(Records supplied):
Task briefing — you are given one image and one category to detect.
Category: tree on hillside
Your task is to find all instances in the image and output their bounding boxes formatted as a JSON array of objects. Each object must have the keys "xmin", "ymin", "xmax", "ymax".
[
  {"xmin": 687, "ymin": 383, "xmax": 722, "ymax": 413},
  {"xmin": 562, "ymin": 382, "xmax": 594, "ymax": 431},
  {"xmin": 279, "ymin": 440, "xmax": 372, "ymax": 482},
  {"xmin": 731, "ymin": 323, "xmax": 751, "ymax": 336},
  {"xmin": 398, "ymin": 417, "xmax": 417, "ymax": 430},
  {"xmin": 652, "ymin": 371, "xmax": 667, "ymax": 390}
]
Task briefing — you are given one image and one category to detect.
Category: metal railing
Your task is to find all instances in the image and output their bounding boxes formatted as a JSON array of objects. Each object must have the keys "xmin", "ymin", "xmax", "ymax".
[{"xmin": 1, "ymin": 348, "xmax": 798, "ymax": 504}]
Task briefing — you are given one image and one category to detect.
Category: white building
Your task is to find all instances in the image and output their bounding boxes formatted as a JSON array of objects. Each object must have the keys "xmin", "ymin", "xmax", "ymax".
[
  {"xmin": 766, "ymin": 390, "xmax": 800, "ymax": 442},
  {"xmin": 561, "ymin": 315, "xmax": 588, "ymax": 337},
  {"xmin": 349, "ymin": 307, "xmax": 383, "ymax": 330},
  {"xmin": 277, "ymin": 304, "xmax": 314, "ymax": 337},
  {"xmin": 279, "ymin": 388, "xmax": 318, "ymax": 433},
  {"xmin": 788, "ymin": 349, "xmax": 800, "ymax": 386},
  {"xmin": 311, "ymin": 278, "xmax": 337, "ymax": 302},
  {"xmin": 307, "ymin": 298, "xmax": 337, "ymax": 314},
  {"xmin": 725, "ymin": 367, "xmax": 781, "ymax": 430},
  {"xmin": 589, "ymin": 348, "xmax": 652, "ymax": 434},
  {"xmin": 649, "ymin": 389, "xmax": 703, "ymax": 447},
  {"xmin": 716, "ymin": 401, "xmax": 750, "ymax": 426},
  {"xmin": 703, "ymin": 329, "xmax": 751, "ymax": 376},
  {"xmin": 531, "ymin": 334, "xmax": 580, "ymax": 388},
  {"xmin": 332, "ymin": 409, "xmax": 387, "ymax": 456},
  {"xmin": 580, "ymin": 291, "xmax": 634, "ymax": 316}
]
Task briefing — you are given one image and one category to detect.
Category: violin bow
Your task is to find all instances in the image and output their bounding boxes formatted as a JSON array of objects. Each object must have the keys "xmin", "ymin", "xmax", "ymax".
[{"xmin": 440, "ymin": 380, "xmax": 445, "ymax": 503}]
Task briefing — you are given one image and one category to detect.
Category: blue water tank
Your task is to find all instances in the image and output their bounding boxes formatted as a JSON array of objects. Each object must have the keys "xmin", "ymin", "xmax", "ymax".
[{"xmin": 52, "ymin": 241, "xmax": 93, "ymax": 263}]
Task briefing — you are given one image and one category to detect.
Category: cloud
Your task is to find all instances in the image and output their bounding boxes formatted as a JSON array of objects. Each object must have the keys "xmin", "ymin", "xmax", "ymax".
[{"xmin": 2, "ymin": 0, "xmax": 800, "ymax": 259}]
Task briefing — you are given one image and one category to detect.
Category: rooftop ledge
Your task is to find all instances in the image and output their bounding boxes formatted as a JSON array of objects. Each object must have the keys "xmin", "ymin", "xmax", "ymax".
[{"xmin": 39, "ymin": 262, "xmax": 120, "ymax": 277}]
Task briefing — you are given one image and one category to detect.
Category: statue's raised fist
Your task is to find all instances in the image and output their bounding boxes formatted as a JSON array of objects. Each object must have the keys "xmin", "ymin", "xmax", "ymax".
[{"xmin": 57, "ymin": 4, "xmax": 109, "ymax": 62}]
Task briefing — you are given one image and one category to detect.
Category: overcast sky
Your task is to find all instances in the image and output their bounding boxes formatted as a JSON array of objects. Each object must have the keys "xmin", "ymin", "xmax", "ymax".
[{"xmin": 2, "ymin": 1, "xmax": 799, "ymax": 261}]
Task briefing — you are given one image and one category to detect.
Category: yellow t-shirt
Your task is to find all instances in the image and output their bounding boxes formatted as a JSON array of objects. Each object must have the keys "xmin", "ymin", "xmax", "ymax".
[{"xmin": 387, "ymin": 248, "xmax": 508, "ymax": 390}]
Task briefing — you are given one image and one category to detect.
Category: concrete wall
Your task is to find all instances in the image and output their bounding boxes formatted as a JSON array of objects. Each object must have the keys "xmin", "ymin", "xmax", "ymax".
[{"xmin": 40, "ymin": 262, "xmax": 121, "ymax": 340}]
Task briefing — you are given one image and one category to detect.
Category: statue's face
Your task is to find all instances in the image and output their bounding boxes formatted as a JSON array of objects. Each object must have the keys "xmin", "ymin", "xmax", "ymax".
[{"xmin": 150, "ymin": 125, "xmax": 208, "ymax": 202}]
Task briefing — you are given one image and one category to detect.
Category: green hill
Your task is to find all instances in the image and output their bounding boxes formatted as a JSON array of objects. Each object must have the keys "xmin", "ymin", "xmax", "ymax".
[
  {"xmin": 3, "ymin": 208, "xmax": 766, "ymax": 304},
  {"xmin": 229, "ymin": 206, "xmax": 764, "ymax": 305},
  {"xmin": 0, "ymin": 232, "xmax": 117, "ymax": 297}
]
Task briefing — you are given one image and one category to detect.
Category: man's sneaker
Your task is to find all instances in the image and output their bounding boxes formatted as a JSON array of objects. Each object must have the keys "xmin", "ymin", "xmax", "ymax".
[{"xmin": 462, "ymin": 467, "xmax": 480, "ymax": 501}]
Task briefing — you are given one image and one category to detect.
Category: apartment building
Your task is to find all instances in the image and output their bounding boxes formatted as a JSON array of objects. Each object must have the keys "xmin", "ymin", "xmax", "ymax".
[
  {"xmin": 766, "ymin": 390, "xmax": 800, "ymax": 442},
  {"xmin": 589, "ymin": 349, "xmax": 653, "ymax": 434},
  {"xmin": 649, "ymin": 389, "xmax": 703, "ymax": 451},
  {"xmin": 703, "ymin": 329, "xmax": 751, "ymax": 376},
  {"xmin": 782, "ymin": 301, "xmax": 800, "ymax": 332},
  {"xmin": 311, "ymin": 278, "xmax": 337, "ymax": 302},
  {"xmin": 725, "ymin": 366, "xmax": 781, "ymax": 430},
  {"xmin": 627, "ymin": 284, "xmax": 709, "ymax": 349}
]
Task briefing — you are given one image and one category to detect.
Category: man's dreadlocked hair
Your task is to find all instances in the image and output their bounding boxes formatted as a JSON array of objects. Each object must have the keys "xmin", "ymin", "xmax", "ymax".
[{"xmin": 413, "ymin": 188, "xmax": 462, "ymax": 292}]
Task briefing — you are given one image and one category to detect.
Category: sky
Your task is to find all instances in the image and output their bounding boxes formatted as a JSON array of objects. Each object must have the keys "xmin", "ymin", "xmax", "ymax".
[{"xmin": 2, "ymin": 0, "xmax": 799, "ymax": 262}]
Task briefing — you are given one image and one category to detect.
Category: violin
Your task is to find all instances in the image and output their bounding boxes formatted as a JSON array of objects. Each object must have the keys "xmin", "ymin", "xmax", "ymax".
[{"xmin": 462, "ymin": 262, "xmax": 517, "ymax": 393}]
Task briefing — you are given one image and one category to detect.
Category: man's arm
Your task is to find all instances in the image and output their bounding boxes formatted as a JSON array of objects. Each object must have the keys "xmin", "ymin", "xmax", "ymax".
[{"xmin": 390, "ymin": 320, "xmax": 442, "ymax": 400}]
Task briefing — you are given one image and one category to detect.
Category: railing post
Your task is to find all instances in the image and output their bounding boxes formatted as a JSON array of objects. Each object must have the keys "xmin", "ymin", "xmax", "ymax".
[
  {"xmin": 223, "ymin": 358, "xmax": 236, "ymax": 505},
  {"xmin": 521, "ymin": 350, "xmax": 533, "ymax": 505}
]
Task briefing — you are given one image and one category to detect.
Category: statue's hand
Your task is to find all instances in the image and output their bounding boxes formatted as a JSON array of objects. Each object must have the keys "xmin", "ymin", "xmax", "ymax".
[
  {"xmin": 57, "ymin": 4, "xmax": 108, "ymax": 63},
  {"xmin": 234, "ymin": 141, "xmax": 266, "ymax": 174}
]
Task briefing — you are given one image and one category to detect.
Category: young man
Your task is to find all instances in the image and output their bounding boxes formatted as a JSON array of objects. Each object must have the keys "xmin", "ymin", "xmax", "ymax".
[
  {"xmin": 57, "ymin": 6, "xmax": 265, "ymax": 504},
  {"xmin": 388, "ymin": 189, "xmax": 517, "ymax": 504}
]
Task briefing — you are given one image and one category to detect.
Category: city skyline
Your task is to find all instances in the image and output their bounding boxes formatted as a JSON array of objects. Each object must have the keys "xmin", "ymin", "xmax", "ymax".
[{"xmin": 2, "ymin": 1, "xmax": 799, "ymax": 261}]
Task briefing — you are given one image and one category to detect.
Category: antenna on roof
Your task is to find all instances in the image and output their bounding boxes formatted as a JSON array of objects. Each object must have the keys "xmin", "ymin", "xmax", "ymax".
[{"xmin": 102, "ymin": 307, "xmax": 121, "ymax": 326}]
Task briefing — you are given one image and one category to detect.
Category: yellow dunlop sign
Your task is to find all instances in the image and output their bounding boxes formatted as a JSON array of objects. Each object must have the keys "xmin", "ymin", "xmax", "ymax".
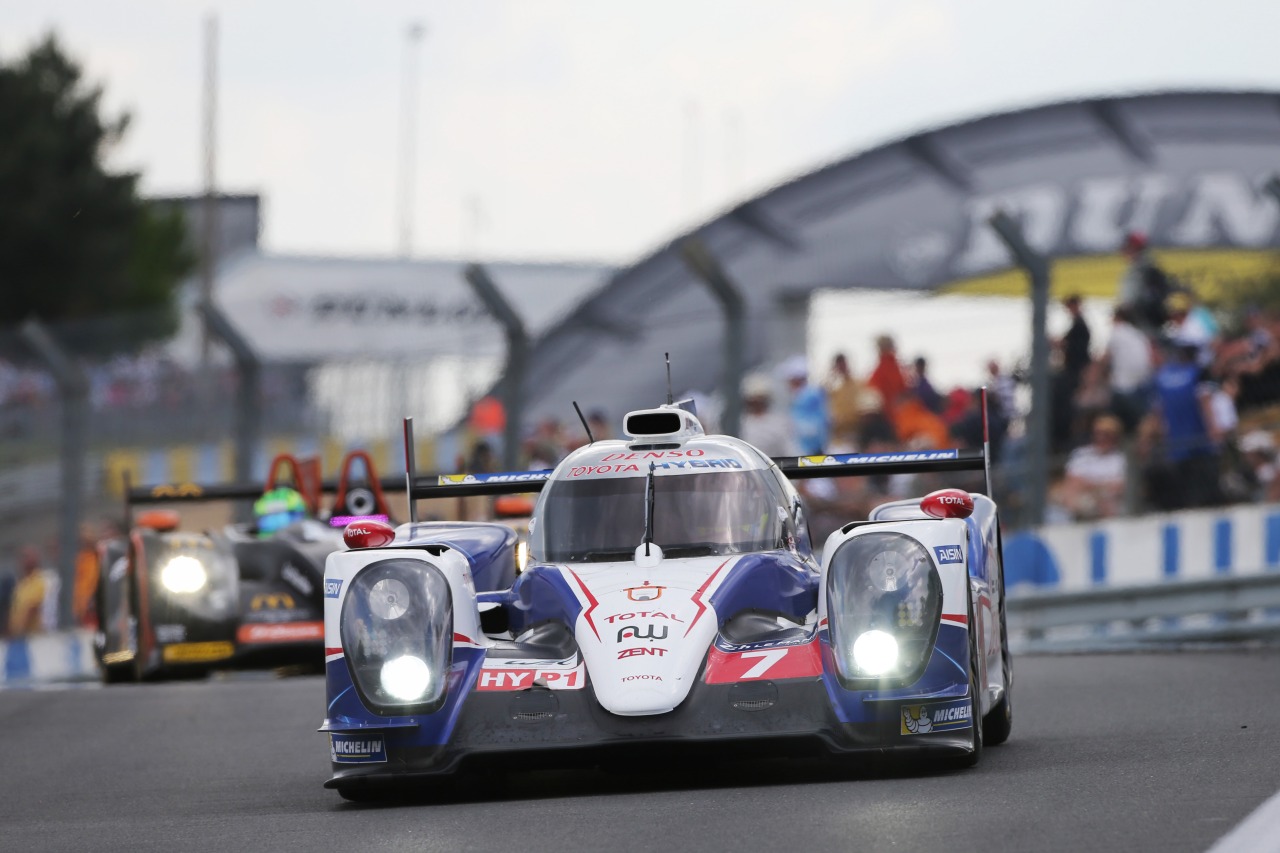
[
  {"xmin": 161, "ymin": 641, "xmax": 234, "ymax": 664},
  {"xmin": 150, "ymin": 483, "xmax": 204, "ymax": 498},
  {"xmin": 251, "ymin": 593, "xmax": 296, "ymax": 611},
  {"xmin": 437, "ymin": 474, "xmax": 472, "ymax": 485}
]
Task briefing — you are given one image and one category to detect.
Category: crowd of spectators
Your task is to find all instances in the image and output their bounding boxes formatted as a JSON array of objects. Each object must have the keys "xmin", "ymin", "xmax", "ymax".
[
  {"xmin": 465, "ymin": 237, "xmax": 1280, "ymax": 534},
  {"xmin": 1050, "ymin": 233, "xmax": 1280, "ymax": 522}
]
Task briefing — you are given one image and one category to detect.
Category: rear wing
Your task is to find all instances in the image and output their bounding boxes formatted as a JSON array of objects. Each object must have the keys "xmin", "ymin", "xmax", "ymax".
[
  {"xmin": 399, "ymin": 388, "xmax": 994, "ymax": 517},
  {"xmin": 125, "ymin": 451, "xmax": 400, "ymax": 527}
]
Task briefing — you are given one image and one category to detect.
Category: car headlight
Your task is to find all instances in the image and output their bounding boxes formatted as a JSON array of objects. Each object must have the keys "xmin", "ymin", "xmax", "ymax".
[
  {"xmin": 826, "ymin": 532, "xmax": 942, "ymax": 686},
  {"xmin": 341, "ymin": 559, "xmax": 452, "ymax": 714},
  {"xmin": 160, "ymin": 555, "xmax": 208, "ymax": 594}
]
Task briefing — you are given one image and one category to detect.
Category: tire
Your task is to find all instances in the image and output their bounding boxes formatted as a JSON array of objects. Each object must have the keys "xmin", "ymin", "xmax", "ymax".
[
  {"xmin": 982, "ymin": 531, "xmax": 1014, "ymax": 747},
  {"xmin": 982, "ymin": 610, "xmax": 1014, "ymax": 746},
  {"xmin": 98, "ymin": 563, "xmax": 136, "ymax": 685},
  {"xmin": 956, "ymin": 592, "xmax": 984, "ymax": 768}
]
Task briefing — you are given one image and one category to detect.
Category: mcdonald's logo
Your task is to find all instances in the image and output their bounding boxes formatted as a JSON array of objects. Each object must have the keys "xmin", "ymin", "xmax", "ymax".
[
  {"xmin": 150, "ymin": 483, "xmax": 204, "ymax": 498},
  {"xmin": 251, "ymin": 593, "xmax": 296, "ymax": 611}
]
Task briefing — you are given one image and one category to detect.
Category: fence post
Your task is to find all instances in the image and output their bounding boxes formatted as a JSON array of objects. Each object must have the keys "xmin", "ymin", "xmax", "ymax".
[
  {"xmin": 464, "ymin": 263, "xmax": 528, "ymax": 470},
  {"xmin": 680, "ymin": 238, "xmax": 746, "ymax": 436},
  {"xmin": 988, "ymin": 211, "xmax": 1051, "ymax": 526},
  {"xmin": 196, "ymin": 301, "xmax": 261, "ymax": 514},
  {"xmin": 19, "ymin": 319, "xmax": 88, "ymax": 628}
]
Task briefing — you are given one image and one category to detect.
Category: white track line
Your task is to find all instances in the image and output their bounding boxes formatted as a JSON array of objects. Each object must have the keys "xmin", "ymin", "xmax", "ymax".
[{"xmin": 1206, "ymin": 787, "xmax": 1280, "ymax": 853}]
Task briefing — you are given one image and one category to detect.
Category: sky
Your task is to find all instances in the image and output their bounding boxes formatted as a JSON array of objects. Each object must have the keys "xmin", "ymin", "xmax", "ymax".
[{"xmin": 6, "ymin": 0, "xmax": 1280, "ymax": 266}]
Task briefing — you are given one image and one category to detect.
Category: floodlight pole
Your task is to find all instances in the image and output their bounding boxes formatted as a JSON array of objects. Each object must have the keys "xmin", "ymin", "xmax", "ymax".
[
  {"xmin": 19, "ymin": 319, "xmax": 88, "ymax": 628},
  {"xmin": 680, "ymin": 238, "xmax": 746, "ymax": 436},
  {"xmin": 196, "ymin": 302, "xmax": 262, "ymax": 506},
  {"xmin": 988, "ymin": 211, "xmax": 1051, "ymax": 526},
  {"xmin": 464, "ymin": 263, "xmax": 527, "ymax": 470}
]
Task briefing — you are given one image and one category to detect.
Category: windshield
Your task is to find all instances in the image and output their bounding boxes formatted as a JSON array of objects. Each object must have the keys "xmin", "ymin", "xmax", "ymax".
[{"xmin": 532, "ymin": 470, "xmax": 781, "ymax": 563}]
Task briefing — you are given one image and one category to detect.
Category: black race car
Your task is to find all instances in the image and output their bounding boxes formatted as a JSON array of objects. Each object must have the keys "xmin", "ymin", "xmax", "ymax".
[{"xmin": 95, "ymin": 451, "xmax": 396, "ymax": 682}]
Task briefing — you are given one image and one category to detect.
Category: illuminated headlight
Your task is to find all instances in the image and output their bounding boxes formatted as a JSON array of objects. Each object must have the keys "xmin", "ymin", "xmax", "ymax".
[
  {"xmin": 851, "ymin": 630, "xmax": 899, "ymax": 675},
  {"xmin": 515, "ymin": 540, "xmax": 529, "ymax": 573},
  {"xmin": 160, "ymin": 556, "xmax": 208, "ymax": 593},
  {"xmin": 341, "ymin": 559, "xmax": 452, "ymax": 714},
  {"xmin": 380, "ymin": 655, "xmax": 433, "ymax": 702},
  {"xmin": 826, "ymin": 532, "xmax": 941, "ymax": 685}
]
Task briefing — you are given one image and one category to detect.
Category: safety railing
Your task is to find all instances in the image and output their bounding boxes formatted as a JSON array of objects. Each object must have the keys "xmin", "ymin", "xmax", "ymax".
[{"xmin": 1007, "ymin": 572, "xmax": 1280, "ymax": 652}]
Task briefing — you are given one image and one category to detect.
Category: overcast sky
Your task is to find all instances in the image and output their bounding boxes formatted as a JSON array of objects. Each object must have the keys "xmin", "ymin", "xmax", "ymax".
[{"xmin": 6, "ymin": 0, "xmax": 1280, "ymax": 264}]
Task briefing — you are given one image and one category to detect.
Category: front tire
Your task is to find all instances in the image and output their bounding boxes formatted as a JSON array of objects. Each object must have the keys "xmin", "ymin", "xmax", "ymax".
[
  {"xmin": 983, "ymin": 532, "xmax": 1014, "ymax": 746},
  {"xmin": 956, "ymin": 592, "xmax": 984, "ymax": 767}
]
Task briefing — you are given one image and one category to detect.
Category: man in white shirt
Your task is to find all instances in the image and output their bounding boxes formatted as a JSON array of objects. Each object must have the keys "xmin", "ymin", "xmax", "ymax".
[
  {"xmin": 1061, "ymin": 414, "xmax": 1127, "ymax": 520},
  {"xmin": 1103, "ymin": 306, "xmax": 1153, "ymax": 432}
]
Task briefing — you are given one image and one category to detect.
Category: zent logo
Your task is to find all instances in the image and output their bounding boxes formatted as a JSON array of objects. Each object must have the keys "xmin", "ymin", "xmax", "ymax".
[
  {"xmin": 933, "ymin": 546, "xmax": 963, "ymax": 564},
  {"xmin": 323, "ymin": 579, "xmax": 342, "ymax": 598}
]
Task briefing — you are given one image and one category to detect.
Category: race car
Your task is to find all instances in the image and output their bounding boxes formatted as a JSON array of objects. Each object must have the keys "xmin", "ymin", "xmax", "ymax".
[
  {"xmin": 320, "ymin": 400, "xmax": 1013, "ymax": 799},
  {"xmin": 96, "ymin": 450, "xmax": 396, "ymax": 682}
]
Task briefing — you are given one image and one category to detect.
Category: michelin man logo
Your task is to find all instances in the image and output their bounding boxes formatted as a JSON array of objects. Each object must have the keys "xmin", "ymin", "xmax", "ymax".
[{"xmin": 902, "ymin": 705, "xmax": 933, "ymax": 735}]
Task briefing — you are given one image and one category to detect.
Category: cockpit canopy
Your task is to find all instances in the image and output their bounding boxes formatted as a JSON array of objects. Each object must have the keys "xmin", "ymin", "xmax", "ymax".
[{"xmin": 529, "ymin": 458, "xmax": 790, "ymax": 563}]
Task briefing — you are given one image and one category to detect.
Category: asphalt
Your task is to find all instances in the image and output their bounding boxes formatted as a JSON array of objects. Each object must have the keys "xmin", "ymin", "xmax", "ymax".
[{"xmin": 1, "ymin": 651, "xmax": 1278, "ymax": 853}]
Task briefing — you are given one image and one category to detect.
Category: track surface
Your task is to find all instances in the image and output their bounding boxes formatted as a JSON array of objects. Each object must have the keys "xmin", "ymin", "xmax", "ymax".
[{"xmin": 2, "ymin": 651, "xmax": 1278, "ymax": 853}]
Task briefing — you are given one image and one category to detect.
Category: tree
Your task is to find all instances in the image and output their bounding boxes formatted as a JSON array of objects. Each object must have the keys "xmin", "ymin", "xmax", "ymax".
[{"xmin": 0, "ymin": 34, "xmax": 193, "ymax": 356}]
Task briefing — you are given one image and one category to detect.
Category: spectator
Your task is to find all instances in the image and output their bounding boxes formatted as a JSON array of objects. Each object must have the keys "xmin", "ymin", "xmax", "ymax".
[
  {"xmin": 985, "ymin": 359, "xmax": 1018, "ymax": 423},
  {"xmin": 1239, "ymin": 430, "xmax": 1280, "ymax": 502},
  {"xmin": 1116, "ymin": 230, "xmax": 1173, "ymax": 334},
  {"xmin": 1052, "ymin": 295, "xmax": 1092, "ymax": 452},
  {"xmin": 10, "ymin": 545, "xmax": 58, "ymax": 636},
  {"xmin": 855, "ymin": 386, "xmax": 897, "ymax": 449},
  {"xmin": 893, "ymin": 388, "xmax": 950, "ymax": 449},
  {"xmin": 867, "ymin": 335, "xmax": 907, "ymax": 416},
  {"xmin": 72, "ymin": 522, "xmax": 100, "ymax": 628},
  {"xmin": 1103, "ymin": 306, "xmax": 1154, "ymax": 433},
  {"xmin": 1166, "ymin": 290, "xmax": 1218, "ymax": 369},
  {"xmin": 1061, "ymin": 414, "xmax": 1127, "ymax": 520},
  {"xmin": 912, "ymin": 356, "xmax": 943, "ymax": 414},
  {"xmin": 1060, "ymin": 294, "xmax": 1093, "ymax": 383},
  {"xmin": 823, "ymin": 353, "xmax": 863, "ymax": 447},
  {"xmin": 1153, "ymin": 341, "xmax": 1223, "ymax": 509},
  {"xmin": 0, "ymin": 565, "xmax": 13, "ymax": 637},
  {"xmin": 739, "ymin": 373, "xmax": 796, "ymax": 457},
  {"xmin": 780, "ymin": 356, "xmax": 829, "ymax": 455}
]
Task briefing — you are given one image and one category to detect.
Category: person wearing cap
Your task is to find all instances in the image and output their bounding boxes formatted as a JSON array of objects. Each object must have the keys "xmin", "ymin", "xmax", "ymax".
[
  {"xmin": 739, "ymin": 373, "xmax": 796, "ymax": 457},
  {"xmin": 1116, "ymin": 230, "xmax": 1172, "ymax": 334},
  {"xmin": 1061, "ymin": 414, "xmax": 1128, "ymax": 520},
  {"xmin": 780, "ymin": 356, "xmax": 829, "ymax": 456}
]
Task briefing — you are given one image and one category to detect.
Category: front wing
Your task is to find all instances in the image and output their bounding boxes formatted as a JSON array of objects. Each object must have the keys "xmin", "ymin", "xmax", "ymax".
[{"xmin": 320, "ymin": 620, "xmax": 976, "ymax": 789}]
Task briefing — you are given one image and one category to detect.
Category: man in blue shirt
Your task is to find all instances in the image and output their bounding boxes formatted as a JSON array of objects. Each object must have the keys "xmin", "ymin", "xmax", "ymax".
[
  {"xmin": 1153, "ymin": 342, "xmax": 1222, "ymax": 508},
  {"xmin": 780, "ymin": 355, "xmax": 830, "ymax": 456}
]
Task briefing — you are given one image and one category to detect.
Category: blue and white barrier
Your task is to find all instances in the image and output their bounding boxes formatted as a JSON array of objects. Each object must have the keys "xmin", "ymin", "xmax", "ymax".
[
  {"xmin": 1006, "ymin": 503, "xmax": 1280, "ymax": 591},
  {"xmin": 0, "ymin": 629, "xmax": 97, "ymax": 687}
]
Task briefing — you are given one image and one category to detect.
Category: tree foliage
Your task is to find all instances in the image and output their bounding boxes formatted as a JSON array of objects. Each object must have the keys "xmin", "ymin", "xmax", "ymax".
[{"xmin": 0, "ymin": 35, "xmax": 193, "ymax": 356}]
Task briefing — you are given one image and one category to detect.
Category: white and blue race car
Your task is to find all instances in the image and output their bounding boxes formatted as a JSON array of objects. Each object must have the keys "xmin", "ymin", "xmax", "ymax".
[{"xmin": 320, "ymin": 402, "xmax": 1012, "ymax": 799}]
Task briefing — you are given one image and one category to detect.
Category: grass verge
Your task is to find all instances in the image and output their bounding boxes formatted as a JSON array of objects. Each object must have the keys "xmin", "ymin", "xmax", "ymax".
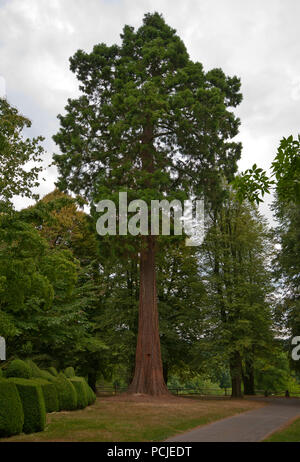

(What needs to be done):
For the records above, state the number of lines that include the string "post" and add nothing.

(Answer section):
2